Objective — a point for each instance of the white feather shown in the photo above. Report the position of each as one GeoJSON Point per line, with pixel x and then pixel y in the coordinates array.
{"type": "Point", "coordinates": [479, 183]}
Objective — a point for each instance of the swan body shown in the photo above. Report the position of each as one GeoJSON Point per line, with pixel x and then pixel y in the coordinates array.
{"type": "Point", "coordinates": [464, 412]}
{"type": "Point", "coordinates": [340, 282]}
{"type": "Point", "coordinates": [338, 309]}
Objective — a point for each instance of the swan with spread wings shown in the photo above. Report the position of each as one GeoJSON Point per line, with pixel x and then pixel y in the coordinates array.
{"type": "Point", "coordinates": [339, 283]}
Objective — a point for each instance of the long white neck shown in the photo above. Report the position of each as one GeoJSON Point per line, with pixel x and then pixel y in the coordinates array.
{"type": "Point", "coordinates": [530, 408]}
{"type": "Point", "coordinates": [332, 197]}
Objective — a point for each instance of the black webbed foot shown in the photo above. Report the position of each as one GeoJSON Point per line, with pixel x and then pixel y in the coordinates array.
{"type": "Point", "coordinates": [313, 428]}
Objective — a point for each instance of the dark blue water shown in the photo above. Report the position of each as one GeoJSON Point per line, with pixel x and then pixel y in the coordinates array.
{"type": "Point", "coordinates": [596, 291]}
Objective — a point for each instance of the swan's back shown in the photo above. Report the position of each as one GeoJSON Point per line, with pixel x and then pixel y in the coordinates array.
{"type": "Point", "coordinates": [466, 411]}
- - - -
- Set exercise
Can you reproduce every row above verbatim, keeping them in their original order?

- Solved problem
Objective — a point for each instance of the white feather shown in the photo above. Report the position of each as one GeoJSON Point per line, with pixel x and then pixel y in the coordinates array.
{"type": "Point", "coordinates": [479, 183]}
Objective — a point for each instance of the swan body shown in the photo above. Report the position of each as one GeoJSON Point per line, with pixel x and then pixel y in the coordinates array.
{"type": "Point", "coordinates": [464, 412]}
{"type": "Point", "coordinates": [340, 282]}
{"type": "Point", "coordinates": [338, 309]}
Objective — a point for each instance of the swan with spread wings shown in the photo above. Report the position of each as one GeoJSON Point per line, with pixel x and then pixel y in the coordinates array.
{"type": "Point", "coordinates": [339, 283]}
Objective — a point for each instance of the long white neck shown in the photo above. Report the position of each as one GeoJSON Point per line, with pixel x and then pixel y in the coordinates array.
{"type": "Point", "coordinates": [530, 408]}
{"type": "Point", "coordinates": [332, 197]}
Objective — a point for each instance of the black webbed foot shown in the photo above. Report the position of each as one GeoJSON Point per line, with pixel x and then pixel y in the coordinates array.
{"type": "Point", "coordinates": [313, 428]}
Objective — a point for each instance of the dark blue water shown in the photo above. Report the position of each as one GeoJSON Point per line, with pixel x and then pixel y in the coordinates array.
{"type": "Point", "coordinates": [596, 291]}
Objective — a point for each instance of the swan's back shown in the photo above. Report the position of each as one GeoJSON Point per line, with pixel x and then pixel y in the coordinates array.
{"type": "Point", "coordinates": [466, 411]}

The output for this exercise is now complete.